**ACTION ITEM**
All lines in the data below carrying the string "beige" are to be located and copied.

**EXERCISE MATERIALS**
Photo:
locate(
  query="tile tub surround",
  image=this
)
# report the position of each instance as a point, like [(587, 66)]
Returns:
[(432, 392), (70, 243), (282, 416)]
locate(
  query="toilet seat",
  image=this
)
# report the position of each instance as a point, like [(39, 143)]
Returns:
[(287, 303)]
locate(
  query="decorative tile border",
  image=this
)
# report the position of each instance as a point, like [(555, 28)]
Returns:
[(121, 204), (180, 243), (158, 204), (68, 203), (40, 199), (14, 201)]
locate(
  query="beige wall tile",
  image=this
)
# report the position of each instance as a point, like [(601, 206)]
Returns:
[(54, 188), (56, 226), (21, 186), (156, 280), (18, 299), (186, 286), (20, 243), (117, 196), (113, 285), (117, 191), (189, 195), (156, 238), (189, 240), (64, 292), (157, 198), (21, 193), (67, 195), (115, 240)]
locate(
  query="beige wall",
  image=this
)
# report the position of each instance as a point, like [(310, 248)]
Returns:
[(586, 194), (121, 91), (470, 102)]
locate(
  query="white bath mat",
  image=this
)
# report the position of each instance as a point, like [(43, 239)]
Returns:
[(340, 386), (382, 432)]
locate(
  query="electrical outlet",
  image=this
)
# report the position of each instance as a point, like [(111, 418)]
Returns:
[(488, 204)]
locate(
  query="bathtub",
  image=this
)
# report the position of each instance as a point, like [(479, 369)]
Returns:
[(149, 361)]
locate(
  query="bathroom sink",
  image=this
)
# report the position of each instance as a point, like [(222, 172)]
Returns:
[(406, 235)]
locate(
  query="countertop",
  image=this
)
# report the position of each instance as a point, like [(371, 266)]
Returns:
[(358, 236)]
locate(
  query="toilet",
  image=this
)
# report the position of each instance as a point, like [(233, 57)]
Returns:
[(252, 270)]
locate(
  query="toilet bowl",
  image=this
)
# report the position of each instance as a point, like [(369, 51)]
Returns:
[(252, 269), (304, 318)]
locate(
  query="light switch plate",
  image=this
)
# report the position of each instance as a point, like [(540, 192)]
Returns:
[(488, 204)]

**OUTPUT FOR THIS TASK**
  query="beige wall tile",
  query="beige wall",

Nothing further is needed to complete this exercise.